» **REQUIREMENTS**
Can you return, unchanged, the lines below that start with the one containing "above. Where is the wet" and end with the one containing "top-left (0, 0), bottom-right (845, 139)", including both of those lines?

» **SUPPLIED ENTRIES**
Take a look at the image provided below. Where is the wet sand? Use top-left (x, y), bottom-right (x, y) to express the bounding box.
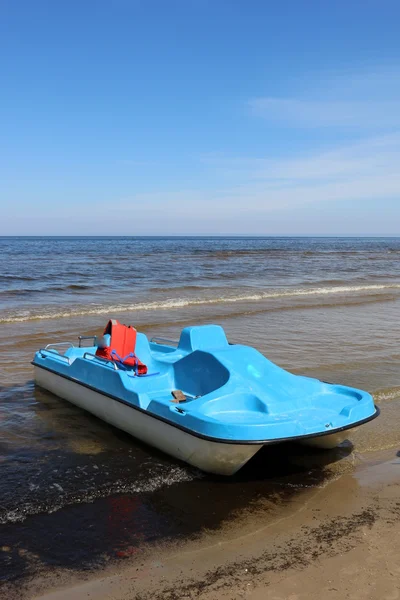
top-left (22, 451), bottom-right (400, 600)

--

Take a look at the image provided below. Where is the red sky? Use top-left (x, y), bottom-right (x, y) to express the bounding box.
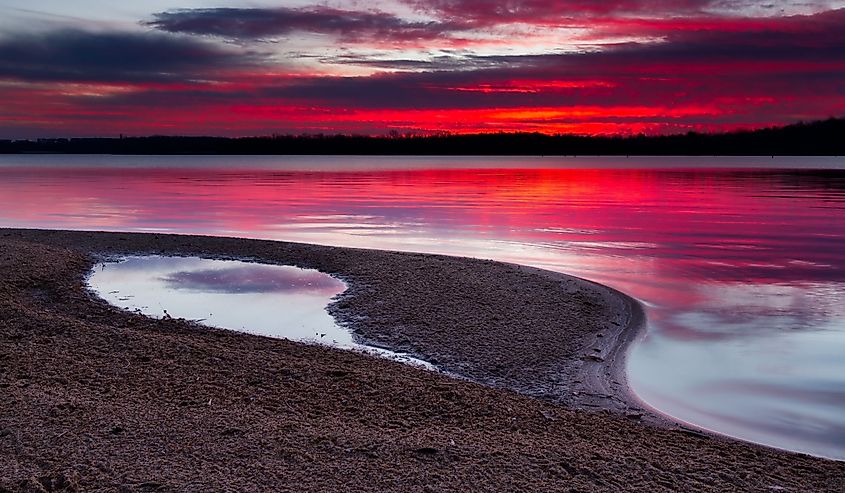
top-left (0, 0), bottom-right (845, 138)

---

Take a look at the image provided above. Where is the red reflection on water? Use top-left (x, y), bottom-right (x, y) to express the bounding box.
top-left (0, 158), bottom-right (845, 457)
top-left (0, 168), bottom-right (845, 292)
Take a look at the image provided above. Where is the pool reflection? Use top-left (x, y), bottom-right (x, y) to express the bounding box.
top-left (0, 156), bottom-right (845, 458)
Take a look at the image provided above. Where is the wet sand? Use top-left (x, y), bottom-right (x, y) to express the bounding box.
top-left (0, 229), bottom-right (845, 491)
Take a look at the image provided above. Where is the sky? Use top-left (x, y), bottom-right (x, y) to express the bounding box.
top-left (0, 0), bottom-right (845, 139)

» **COMPLETED EXERCISE**
Take a look at the image provided above. Where is the wet sand? Use top-left (x, y), bottom-right (x, y) to express the bounding box.
top-left (0, 229), bottom-right (845, 491)
Take a look at the image provided above. Where is the sky? Use top-left (x, y), bottom-right (x, y) to express the bounding box.
top-left (0, 0), bottom-right (845, 139)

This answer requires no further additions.